→ EXERCISE
Can you copy out the records from the line containing "label: pendant light => bbox" through the line containing "(395, 349), (513, 410)", keeping every line and increasing each bounding box coordinate in the answers by 54?
— Begin INFORMATION SHOWN —
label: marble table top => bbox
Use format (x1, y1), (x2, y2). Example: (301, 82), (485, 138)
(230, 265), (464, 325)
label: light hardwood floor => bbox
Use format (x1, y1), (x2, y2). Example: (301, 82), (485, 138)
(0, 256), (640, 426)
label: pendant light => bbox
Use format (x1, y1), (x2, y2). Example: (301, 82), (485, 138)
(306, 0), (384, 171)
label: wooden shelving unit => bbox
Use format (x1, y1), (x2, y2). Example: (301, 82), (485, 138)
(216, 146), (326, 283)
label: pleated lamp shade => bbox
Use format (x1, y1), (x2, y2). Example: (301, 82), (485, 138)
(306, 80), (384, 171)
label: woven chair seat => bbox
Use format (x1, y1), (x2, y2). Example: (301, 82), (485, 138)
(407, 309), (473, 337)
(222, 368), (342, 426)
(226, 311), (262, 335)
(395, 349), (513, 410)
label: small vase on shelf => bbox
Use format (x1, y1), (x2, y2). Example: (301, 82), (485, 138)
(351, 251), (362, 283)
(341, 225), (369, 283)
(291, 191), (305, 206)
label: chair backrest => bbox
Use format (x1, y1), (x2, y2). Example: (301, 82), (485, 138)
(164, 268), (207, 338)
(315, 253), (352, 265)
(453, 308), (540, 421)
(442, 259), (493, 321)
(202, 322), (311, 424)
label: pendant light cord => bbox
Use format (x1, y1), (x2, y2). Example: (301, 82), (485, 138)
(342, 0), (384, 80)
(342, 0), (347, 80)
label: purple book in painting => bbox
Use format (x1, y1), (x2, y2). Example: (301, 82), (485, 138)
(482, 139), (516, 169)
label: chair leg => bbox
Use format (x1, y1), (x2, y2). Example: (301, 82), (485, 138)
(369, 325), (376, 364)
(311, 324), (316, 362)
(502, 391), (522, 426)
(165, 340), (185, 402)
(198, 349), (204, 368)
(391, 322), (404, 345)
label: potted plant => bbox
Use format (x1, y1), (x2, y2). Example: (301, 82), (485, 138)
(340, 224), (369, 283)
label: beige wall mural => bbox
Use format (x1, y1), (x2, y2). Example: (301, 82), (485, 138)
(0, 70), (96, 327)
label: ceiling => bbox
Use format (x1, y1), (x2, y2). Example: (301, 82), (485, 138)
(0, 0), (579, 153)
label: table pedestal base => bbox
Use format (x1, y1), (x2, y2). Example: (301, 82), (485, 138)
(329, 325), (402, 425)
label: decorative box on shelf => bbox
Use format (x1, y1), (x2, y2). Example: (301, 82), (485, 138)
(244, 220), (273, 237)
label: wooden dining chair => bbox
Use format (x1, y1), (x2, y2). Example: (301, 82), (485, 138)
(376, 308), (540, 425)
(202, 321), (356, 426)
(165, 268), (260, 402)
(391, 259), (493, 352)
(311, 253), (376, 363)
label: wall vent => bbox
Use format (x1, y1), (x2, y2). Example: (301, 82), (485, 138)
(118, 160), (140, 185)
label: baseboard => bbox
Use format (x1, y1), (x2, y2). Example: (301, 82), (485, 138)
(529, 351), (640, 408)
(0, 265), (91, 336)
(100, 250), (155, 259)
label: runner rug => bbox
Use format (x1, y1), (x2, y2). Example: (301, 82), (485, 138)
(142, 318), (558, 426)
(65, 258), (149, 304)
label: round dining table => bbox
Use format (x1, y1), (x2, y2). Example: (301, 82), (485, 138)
— End INFORMATION SHOWN —
→ SOLVED PROBLEM
label: pendant light => bbox
Use format (x1, y1), (x2, y2). Example: (301, 82), (485, 138)
(360, 54), (438, 225)
label: wooden shelving unit => bbox
Use format (x1, y1), (x2, y2). Example: (301, 82), (485, 138)
(270, 200), (380, 337)
label: pleated lamp shade => bbox
Use format (x1, y1), (x2, y2). Example: (301, 82), (485, 138)
(360, 134), (438, 225)
label: woven chair seat => bbox
Use format (x1, y1), (x2, y2). Example: (301, 82), (485, 138)
(461, 363), (527, 391)
(276, 422), (396, 480)
(280, 365), (316, 389)
(449, 403), (567, 464)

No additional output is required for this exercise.